_Exercise objective_
Copy out each line in which the word "palm" appears.

_Provided data_
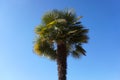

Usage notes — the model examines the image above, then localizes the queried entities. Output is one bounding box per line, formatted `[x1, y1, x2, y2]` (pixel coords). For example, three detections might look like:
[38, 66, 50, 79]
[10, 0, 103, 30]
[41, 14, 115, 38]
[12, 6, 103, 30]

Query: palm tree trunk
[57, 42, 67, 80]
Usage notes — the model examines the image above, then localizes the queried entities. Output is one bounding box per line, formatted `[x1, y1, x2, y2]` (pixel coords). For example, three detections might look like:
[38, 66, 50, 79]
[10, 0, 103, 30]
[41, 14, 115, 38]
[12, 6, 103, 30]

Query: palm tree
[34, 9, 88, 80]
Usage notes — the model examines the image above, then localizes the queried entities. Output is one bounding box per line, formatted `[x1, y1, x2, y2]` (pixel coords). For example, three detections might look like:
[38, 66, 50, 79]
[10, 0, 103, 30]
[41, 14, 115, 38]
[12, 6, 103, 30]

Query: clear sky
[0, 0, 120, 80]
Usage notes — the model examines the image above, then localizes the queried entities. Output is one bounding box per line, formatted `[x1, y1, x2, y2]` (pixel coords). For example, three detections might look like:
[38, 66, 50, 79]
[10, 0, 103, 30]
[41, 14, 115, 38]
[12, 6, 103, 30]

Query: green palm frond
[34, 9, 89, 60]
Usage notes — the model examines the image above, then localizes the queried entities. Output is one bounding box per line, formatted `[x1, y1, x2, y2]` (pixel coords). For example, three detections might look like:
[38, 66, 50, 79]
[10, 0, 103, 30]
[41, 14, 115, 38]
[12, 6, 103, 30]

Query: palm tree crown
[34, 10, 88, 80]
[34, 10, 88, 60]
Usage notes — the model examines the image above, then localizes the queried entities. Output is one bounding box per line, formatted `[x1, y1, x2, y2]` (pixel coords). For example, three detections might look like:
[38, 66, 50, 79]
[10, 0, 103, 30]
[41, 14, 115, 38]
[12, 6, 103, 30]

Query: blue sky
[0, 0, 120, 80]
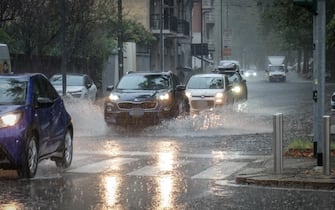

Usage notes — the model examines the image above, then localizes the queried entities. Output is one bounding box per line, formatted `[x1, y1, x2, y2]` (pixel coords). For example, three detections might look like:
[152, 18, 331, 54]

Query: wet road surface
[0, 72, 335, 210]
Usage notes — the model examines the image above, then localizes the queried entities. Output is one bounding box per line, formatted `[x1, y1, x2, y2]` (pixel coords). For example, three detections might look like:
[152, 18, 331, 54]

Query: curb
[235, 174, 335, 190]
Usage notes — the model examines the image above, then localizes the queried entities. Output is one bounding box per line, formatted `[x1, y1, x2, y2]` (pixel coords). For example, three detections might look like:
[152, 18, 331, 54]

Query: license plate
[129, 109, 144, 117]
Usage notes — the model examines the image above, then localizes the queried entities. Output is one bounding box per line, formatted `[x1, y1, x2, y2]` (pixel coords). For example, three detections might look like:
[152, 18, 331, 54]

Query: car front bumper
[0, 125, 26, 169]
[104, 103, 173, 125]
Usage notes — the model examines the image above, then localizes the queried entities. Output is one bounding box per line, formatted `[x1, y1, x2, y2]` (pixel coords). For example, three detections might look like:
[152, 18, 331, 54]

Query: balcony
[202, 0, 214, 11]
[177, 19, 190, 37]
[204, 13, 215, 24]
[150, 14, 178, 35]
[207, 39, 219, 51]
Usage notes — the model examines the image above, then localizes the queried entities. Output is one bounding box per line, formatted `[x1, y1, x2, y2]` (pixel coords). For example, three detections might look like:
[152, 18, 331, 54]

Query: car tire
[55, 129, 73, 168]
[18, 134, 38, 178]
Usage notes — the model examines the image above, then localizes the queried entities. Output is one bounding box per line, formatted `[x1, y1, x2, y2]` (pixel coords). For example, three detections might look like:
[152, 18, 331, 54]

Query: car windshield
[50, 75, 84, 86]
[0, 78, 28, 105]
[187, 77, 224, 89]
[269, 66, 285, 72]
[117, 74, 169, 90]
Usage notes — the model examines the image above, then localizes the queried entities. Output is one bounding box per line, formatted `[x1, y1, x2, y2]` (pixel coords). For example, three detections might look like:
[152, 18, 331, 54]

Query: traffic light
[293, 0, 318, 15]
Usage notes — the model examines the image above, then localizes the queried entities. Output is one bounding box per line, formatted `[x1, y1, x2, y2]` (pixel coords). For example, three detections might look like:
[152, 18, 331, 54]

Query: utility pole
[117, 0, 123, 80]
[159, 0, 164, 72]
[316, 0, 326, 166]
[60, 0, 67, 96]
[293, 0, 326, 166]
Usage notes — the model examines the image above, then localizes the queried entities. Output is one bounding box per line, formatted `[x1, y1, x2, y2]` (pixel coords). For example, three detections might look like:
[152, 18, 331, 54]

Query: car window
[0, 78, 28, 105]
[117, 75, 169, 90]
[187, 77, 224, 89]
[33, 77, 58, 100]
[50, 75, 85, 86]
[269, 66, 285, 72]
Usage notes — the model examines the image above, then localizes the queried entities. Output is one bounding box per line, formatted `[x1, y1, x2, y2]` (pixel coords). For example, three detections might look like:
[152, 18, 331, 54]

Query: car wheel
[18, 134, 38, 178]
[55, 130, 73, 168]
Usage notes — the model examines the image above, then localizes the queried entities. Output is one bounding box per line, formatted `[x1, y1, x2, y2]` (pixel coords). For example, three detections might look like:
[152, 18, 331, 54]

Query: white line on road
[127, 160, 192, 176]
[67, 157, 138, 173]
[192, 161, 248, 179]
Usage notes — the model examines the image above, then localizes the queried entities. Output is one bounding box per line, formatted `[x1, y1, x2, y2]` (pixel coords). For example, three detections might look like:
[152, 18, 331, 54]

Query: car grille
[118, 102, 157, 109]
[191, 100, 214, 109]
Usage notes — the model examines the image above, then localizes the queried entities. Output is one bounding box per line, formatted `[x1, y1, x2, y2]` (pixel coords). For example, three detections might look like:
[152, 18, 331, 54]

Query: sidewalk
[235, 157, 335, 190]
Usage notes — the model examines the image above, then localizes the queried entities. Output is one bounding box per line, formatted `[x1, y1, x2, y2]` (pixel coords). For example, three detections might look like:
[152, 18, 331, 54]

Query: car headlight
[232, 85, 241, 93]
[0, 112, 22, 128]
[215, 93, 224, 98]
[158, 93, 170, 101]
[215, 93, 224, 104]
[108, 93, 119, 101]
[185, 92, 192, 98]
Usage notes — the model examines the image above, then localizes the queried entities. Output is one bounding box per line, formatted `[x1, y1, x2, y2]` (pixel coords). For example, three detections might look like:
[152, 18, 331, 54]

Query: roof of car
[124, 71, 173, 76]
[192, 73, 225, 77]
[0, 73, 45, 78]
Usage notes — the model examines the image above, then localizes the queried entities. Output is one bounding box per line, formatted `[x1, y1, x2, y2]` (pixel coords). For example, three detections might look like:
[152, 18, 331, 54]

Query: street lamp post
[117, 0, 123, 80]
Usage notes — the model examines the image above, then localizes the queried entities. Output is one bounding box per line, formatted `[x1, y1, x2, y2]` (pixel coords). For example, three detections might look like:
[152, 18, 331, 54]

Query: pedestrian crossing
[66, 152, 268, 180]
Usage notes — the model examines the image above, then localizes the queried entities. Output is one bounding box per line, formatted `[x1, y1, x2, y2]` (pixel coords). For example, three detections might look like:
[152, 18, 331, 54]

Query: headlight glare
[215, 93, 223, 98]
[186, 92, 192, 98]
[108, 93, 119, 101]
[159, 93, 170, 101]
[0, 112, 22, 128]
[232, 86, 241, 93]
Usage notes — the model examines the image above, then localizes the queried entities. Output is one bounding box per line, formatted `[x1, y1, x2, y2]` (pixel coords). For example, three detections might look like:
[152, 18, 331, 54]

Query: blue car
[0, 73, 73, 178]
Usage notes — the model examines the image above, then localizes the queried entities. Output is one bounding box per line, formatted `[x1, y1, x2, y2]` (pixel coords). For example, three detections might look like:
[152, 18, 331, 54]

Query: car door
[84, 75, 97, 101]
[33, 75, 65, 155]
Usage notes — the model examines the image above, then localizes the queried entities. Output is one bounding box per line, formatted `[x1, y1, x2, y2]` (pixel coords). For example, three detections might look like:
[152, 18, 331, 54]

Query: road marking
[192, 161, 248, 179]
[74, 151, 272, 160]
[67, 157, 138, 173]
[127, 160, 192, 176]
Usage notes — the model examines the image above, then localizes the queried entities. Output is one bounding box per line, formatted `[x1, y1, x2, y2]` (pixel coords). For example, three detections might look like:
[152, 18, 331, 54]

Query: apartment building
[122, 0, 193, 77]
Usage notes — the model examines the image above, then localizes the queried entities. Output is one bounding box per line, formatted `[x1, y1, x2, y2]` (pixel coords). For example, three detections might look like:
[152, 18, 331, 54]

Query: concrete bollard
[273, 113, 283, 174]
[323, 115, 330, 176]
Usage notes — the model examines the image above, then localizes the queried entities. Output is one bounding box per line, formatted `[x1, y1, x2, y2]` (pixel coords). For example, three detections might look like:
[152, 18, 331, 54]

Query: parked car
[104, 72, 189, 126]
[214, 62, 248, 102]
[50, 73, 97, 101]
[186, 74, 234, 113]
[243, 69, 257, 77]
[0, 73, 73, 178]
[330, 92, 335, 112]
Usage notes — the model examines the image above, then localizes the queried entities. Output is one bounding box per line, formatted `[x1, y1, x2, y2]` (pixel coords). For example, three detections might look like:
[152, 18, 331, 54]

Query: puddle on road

_Result_
Query: palm tree trunk
Query: palm tree
Query: green palm frond
Query: palm tree crown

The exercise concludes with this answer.